**EXCERPT PROVIDED**.
↓

12th February 2018, 20:11

could be hardware related, does the cpu of ur server support avx2 instruction set?
if not, u should probably compile a binary for ur own hardware

ChaosKing

12th February 2018, 20:51

It's a i7 3770, only AVX :( https://ark.intel.com/de/products/65719/Intel-Core-i7-3770-Processor-8M-Cache-up-to-3_90-GHz

//Edit: The compiled dll by chawl works, thx!

ChaosKing

6th May 2018, 21:42

Could someone compile a new x64 binary (non avx2) of this filter? chawl's version produces some green frames with R43. Thank you!

ChaosKing

10th May 2018, 09:13

Thank you HolyWu.

↑

**GIVEN EXERCISE**. Copy out the forum thread about compiling a binary without AVX2 support, word for word from start to finish.

**PROVIDED RECORDS**.
↓

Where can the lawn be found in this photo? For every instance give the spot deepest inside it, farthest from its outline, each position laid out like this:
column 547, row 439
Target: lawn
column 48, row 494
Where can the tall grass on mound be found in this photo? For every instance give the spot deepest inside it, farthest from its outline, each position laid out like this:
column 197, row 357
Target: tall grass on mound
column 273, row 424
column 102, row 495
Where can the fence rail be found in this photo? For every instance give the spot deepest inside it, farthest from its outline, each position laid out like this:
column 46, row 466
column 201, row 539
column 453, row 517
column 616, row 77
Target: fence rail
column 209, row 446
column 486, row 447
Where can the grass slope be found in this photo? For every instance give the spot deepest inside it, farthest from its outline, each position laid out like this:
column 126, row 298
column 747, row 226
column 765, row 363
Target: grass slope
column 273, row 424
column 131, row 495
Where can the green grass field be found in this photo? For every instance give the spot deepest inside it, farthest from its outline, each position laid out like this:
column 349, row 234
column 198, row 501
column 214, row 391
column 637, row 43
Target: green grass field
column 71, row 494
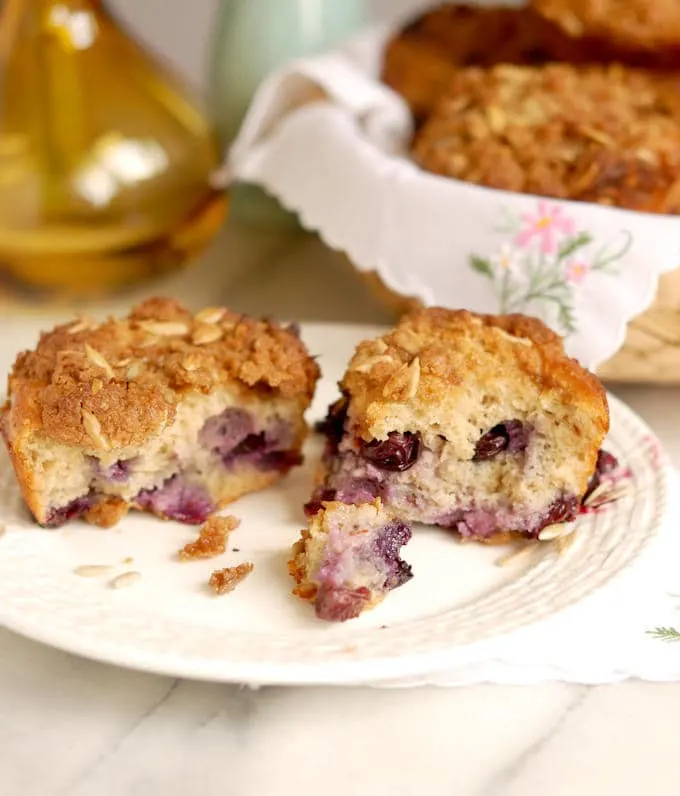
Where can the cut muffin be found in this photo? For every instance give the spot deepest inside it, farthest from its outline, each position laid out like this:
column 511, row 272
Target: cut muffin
column 641, row 24
column 421, row 59
column 163, row 411
column 477, row 423
column 600, row 134
column 349, row 559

↑

**FULL ANSWER**.
12th February 2018, 20:11

could be hardware related, does the cpu of ur server support avx2 instruction set?
if not, u should probably compile a binary for ur own hardware

ChaosKing

12th February 2018, 20:51

It's a i7 3770, only AVX :( https://ark.intel.com/de/products/65719/Intel-Core-i7-3770-Processor-8M-Cache-up-to-3_90-GHz

//Edit: The compiled dll by chawl works, thx!

ChaosKing

6th May 2018, 21:42

Could someone compile a new x64 binary (non avx2) of this filter? chawl's version produces some green frames with R43. Thank you!

ChaosKing

10th May 2018, 09:13

Thank you HolyWu.